* **Exercise instructions**:
[1] In the article on the album Hyperyouth, translate this sentence into Spanish: "It was released on August 15, 2025, through RCA Records, marking the duo's major label debut."
[2] According to the article on the album Hyperyouth, why did Joey Valence & Brae pick the songs "Hyperyouth" and "Live Right" to announce the album? Answer in one to three sentences.
[3] Write out everything in the article on the album Hyperyouth from "Professional ratings" down to "with growing up.".

Studio album by Joey Valence & Brae
- Released: August 15, 2025
- Length: 43:57
- Label: RCA
- Producer: Joey Valence

Joey Valence & Brae chronology
| No Hands (2024) | Hyperyouth (2025) |  |

Alternative cover
- Hyperyouth (Afterparty)

Singles from Hyperyouth
- "Wassup" Released: June 13, 2025; ""Hyperyouth" / "Live Right"" Released: July 11, 2025; ""See U Dance"" Released: August 11, 2025;

= Hyperyouth =

Hyperyouth (stylized in all caps) is the third studio album by American rap duo Joey Valence & Brae. It was released on August 15, 2025, through RCA Records, marking the duo's major label debut. The album features guest appearances from TiaCorine, Rebecca Black, and JPEGMafia. Hyperyouth follows the duo's 2024 album No Hands and was supported by three singles: "Wassup", "Hyperyouth" / "Live Right", and "See U Dance".

Professional ratings
Review scores
| Source | Rating |
| Dork | Star |
| Kerrang! | Star |

== Background and recording ==
Hyperyouth follows Joey Valence & Brae's second studio album, No Hands, which was released in 2024. Their previous projects were self-released, but Hyperyouth was released under RCA.

== Production and composition ==
Joey Valence & Brae chose the songs "Hyperyouth" and "Live Right" to announce the album as they felt they represented the tone and themes of the album from different perspectives. They described "Hyperyouth" as a high-energy, sample-heavy track that celebrates artists who inspired the duo, while "Live Right" is more anthemic and deals with growing up.

* **Dataset extract**:
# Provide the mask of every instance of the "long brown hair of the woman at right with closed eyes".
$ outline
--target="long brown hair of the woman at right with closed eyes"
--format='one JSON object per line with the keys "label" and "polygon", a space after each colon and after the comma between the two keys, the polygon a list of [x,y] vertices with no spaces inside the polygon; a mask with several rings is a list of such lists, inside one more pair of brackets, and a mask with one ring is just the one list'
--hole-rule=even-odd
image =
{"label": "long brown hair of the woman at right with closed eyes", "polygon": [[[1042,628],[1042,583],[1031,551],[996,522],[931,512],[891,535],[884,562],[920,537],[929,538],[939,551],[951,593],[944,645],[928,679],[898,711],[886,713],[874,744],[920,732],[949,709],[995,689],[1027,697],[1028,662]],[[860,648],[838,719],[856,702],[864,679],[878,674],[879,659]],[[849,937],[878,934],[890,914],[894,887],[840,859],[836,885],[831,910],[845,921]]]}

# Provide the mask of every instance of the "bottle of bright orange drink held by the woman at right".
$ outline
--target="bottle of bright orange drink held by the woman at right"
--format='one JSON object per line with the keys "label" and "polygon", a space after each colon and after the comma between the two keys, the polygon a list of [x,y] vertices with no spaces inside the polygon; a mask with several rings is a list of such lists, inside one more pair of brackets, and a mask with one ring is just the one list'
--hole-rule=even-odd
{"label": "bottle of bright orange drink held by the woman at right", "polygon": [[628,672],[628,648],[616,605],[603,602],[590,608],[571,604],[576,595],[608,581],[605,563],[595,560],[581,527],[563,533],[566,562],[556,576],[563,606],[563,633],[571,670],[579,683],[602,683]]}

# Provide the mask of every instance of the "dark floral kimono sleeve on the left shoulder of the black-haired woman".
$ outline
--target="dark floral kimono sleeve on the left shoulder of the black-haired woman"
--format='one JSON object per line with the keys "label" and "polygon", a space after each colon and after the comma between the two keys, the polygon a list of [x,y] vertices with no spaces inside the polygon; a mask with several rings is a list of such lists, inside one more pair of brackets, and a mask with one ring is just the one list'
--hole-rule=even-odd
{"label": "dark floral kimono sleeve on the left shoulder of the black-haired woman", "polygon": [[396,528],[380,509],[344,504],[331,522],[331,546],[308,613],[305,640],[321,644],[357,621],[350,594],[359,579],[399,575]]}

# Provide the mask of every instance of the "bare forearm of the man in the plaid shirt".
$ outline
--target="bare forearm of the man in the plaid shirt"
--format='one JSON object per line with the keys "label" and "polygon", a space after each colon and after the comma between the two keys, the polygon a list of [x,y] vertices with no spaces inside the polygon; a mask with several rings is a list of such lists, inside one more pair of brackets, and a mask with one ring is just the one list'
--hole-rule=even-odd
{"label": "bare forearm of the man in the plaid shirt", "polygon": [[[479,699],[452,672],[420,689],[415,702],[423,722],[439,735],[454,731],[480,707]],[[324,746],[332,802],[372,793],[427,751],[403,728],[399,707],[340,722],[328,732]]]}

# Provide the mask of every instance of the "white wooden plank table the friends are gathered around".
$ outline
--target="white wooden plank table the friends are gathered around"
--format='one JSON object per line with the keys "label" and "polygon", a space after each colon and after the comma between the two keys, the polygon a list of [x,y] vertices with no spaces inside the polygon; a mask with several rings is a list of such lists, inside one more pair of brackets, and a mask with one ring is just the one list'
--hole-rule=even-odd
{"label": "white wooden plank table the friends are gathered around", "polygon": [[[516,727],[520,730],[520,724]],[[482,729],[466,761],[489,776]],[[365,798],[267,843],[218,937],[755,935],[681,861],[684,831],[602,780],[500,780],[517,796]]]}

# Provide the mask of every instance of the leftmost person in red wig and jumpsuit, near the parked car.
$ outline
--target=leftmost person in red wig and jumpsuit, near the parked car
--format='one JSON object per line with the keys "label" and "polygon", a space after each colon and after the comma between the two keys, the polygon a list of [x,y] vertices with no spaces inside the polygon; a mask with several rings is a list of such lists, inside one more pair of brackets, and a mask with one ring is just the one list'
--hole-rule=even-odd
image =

* **Responses for each task**:
[1] Se publicó el 15 de agosto de 2025 a través de RCA Records, lo que marcó el debut del dúo en una gran discográfica.

[2] They felt the two songs represented the album's tone and themes from different perspectives. "Hyperyouth" is a high-energy, sample-heavy track celebrating artists who inspired the duo, while "Live Right" is more anthemic and deals with growing up.

[3]
Professional ratings
Review scores
| Source | Rating |
| Dork | Star |
| Kerrang! | Star |

== Background and recording ==
Hyperyouth follows Joey Valence & Brae's second studio album, No Hands, which was released in 2024. Their previous projects were self-released, but Hyperyouth was released under RCA.

== Production and composition ==
Joey Valence & Brae chose the songs "Hyperyouth" and "Live Right" to announce the album as they felt they represented the tone and themes of the album from different perspectives. They described "Hyperyouth" as a high-energy, sample-heavy track that celebrates artists who inspired the duo, while "Live Right" is more anthemic and deals with growing up.